Cosa si chiede: Come si traduce in inglese questa frase dell'estratto sui call center: "Tale contesto lavorativo, nel corso dell’ultimo anno, è stato già segnalato più volte dai lavoratori come luogo di lavoro ad alto rischio contagio"?

Estratto fornito:

Alcune testate locali negli ultimi giorni titolano “possibile focolaio in un call center di Rende”, e anche se ormai tutti sanno cosa sono e cosa fanno i call center, vogliamo ribadire che il loro operato, gestito prevalentemente dagli operatori che ne sono il motore, consiste in attività di supporto e assistenza agli utenti quasi sempre per conto società terze in appalto.

Tale contesto lavorativo, nel corso dell’ultimo anno, è stato già segnalato più volte dai lavoratori come luogo di lavoro ad alto rischio contagio. Ciò perché è un contesto promiscuo, con grandi open space, con sale break condivise, dove in condizione normali centinaia di operatori di tutta la provincia si recano per lavorare su turni, seduti nelle loro mini postazioni a pochi metri gli uni dagli altri, per ore, interagendo con gli utenti tramite il mezzo della parola, per la quasi totalità del tempo. Chiunque direbbe che un tale posto di lavoro è ad altissimo rischio, semplicemente perché è risaputo che sostare per lungo tempo, accanto ad altri soggetti e parlando molto spesso ad alta voce, facilita di sicuro la diffusione del virus.

Ma a fronte di questa premesse, la domanda che dovremmo tutti porci sono:
1) un tale rischio è un prezzo giusto da pagare rispetto alla reale necessità di avere un lavoratore in presenza in azienda rispetto alla sua postazione in smart working da casa?
2) i lavoratori sono realmente consapevoli e concordi dei rischi/benefici, nell’accettare/condividere tali scelte?

Dopo un anno di pandemia, possiamo limitarci nel dare sempre e solo la colpa al virus? Alla sfortuna? O, forse, i lavoratori dovrebbero poter realmente autodeterminarsi nel momento in cui sono di fronte all’accettazione o meno di lavorare in presenza?

Dati:

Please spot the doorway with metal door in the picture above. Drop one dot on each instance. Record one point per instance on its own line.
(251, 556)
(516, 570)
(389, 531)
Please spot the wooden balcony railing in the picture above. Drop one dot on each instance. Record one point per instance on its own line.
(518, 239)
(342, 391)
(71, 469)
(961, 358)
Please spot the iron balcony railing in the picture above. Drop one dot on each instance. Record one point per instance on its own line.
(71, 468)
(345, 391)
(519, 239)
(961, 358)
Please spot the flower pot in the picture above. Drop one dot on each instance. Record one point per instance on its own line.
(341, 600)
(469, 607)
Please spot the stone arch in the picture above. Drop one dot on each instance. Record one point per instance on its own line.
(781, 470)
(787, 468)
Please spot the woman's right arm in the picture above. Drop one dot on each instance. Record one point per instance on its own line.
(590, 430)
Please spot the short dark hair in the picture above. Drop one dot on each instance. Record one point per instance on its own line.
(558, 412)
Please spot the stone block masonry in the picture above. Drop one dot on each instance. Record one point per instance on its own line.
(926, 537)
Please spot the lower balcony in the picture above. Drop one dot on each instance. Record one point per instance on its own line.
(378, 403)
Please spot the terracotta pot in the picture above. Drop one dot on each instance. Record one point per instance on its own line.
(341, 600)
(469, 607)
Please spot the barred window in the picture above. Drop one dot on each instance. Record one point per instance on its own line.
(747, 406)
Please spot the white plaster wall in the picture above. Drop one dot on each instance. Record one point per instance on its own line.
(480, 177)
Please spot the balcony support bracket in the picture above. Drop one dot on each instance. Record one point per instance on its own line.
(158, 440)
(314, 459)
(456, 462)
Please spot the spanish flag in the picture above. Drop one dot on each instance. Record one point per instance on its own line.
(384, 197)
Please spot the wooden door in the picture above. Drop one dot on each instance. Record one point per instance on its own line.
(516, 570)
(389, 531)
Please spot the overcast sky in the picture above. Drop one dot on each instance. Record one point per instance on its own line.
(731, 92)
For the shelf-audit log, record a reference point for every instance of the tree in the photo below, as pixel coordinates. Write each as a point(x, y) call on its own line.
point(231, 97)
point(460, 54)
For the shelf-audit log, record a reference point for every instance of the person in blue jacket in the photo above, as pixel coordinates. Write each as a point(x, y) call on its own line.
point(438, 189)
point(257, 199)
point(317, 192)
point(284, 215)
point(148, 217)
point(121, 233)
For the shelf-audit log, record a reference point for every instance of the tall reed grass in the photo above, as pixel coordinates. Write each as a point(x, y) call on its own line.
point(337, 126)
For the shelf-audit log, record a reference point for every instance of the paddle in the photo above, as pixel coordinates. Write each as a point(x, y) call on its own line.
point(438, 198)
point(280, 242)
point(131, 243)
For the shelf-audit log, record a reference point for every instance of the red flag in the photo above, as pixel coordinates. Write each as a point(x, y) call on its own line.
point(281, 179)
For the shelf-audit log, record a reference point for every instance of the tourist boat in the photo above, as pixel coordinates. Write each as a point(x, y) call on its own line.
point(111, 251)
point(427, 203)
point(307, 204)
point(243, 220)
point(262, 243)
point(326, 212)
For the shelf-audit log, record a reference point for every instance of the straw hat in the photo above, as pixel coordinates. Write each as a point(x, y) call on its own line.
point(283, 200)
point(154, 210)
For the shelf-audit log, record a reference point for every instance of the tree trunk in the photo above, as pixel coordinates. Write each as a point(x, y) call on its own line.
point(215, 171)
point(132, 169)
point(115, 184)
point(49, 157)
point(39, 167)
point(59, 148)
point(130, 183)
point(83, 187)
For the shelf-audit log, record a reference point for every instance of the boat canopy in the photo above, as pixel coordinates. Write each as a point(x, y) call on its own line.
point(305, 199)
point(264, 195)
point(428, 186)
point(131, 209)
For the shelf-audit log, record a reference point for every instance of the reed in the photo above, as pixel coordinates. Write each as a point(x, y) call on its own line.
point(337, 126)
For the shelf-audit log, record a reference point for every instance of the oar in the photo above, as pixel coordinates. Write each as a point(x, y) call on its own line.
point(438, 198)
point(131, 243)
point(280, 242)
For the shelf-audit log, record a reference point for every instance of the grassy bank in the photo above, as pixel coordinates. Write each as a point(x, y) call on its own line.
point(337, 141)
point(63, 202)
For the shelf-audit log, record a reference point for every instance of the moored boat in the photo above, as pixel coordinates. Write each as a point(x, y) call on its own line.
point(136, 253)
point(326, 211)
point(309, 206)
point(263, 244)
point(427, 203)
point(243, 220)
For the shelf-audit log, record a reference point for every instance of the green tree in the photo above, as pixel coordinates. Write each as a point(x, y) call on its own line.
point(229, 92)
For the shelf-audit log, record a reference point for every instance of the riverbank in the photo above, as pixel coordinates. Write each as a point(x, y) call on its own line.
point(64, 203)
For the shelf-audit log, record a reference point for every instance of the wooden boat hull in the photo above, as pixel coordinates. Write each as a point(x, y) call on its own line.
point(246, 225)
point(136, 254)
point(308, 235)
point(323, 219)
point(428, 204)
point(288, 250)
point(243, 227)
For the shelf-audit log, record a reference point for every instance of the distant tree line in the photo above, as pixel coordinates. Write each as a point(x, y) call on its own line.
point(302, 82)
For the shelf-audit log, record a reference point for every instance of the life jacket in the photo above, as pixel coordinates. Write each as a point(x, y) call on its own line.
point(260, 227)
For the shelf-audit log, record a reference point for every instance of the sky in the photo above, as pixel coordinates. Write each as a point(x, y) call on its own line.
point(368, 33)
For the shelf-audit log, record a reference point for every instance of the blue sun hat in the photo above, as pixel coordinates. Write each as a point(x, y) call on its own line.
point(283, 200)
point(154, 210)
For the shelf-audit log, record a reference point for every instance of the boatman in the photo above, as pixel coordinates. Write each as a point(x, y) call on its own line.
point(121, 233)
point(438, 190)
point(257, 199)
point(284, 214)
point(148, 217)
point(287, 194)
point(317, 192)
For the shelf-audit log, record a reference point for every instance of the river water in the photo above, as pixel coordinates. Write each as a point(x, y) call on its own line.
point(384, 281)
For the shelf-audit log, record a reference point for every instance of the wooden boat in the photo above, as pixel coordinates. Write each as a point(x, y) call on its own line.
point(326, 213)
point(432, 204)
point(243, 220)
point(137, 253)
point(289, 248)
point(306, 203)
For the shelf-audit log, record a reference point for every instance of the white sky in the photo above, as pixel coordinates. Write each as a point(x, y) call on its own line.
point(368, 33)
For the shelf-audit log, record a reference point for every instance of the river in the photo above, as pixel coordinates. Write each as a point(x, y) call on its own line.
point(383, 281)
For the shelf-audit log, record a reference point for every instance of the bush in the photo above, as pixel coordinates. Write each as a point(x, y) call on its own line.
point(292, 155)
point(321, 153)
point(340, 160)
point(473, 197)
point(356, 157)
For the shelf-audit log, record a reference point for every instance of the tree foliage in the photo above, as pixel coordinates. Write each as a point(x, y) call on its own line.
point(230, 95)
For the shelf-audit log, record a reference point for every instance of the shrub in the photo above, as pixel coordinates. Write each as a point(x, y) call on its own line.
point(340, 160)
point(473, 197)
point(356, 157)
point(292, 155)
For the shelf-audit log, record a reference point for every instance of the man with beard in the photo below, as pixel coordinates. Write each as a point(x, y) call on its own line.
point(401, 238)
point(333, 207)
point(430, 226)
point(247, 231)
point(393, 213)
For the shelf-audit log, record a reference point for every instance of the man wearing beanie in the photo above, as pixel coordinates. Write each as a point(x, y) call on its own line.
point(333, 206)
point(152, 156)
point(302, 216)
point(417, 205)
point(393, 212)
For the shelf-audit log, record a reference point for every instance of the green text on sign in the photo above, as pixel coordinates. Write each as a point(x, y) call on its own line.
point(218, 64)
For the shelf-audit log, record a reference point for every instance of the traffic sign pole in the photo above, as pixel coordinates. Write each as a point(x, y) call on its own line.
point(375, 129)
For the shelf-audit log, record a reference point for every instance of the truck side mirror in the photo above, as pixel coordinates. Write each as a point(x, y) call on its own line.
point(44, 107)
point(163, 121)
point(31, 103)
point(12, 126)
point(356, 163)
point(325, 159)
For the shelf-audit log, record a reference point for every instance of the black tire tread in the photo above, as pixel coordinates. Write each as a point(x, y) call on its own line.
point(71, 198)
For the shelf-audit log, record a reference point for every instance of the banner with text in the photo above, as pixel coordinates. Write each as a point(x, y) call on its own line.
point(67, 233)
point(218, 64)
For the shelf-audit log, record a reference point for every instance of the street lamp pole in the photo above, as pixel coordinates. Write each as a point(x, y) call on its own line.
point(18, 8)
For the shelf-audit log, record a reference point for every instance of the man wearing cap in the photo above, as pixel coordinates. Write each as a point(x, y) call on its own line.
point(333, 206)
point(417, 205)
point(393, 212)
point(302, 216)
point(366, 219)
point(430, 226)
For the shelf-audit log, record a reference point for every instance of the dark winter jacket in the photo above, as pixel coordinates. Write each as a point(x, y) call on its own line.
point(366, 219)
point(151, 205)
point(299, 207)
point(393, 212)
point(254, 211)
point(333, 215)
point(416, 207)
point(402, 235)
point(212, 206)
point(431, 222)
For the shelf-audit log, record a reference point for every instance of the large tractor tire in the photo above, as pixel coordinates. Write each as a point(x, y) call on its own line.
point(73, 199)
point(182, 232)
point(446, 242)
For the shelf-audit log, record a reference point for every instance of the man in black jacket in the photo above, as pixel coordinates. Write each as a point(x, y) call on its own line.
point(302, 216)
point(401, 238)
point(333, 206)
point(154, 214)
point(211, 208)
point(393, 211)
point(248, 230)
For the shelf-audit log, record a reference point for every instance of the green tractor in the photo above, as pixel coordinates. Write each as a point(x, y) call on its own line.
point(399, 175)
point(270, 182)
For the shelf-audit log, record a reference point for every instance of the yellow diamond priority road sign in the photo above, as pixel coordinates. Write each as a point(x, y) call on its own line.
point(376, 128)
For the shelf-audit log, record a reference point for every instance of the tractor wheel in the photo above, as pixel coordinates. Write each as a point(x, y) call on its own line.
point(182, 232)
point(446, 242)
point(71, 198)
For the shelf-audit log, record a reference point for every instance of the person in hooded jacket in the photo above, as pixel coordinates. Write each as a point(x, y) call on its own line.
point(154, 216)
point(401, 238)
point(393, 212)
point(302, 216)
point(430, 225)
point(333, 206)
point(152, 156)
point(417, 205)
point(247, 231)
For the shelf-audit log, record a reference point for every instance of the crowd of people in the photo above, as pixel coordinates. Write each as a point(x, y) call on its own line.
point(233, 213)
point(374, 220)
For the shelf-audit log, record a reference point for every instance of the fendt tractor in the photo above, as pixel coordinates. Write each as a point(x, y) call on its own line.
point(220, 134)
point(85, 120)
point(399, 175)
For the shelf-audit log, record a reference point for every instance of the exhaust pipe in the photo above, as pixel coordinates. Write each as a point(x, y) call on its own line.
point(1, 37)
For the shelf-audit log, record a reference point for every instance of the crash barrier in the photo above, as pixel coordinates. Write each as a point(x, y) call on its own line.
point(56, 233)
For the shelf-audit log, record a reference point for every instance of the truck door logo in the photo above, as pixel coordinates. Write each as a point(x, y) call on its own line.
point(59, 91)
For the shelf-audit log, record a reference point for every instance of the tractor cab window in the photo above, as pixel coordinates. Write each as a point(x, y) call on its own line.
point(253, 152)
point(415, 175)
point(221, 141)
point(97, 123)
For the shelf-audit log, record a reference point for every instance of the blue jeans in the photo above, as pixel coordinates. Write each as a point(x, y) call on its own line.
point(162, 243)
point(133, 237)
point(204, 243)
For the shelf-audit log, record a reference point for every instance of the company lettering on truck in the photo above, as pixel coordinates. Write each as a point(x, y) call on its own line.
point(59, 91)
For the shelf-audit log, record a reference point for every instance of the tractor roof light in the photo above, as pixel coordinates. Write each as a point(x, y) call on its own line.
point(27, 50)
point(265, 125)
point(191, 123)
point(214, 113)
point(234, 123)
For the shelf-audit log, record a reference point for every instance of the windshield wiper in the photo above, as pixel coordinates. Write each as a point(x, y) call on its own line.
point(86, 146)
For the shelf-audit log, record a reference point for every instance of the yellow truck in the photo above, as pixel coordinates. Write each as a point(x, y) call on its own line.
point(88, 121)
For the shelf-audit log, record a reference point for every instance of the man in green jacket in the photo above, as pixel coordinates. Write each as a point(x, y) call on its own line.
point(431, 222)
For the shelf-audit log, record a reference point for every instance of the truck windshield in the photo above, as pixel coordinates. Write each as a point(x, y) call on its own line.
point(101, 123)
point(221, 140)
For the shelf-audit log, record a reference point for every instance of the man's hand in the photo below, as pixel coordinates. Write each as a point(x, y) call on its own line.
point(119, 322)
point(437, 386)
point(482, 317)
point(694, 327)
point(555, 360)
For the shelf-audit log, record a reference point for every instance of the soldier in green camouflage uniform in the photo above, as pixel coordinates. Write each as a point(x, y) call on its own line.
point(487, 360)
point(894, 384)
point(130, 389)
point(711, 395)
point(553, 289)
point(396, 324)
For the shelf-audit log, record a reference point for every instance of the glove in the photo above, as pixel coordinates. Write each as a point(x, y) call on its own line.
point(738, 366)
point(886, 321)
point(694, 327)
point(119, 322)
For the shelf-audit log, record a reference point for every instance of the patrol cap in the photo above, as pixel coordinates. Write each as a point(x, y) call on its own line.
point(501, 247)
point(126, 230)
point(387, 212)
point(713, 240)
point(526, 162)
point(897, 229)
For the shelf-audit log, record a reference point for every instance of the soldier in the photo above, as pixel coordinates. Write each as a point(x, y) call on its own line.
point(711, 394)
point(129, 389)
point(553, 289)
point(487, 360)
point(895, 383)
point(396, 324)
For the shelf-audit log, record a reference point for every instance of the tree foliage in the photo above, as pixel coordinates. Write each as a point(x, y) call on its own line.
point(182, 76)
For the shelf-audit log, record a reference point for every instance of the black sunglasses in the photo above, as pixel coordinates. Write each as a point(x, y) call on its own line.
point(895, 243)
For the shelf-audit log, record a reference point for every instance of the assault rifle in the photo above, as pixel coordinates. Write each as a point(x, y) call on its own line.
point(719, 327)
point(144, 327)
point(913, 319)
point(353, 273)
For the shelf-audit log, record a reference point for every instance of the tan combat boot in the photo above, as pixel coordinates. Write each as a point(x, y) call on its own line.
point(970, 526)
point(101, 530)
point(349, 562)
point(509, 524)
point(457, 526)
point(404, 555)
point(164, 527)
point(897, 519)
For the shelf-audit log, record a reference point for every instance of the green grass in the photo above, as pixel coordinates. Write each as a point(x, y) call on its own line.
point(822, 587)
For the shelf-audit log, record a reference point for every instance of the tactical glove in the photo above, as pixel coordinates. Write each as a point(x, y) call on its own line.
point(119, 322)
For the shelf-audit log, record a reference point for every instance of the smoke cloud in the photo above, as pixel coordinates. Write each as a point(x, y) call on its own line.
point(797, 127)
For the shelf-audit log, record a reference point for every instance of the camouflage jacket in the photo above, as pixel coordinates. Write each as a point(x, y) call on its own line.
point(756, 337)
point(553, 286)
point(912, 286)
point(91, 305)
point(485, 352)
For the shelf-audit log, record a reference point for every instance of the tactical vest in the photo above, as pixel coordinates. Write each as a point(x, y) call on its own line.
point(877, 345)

Soluzione proposta: Over the past year, this work setting has already been reported several times by workers as a workplace at high risk of contagion.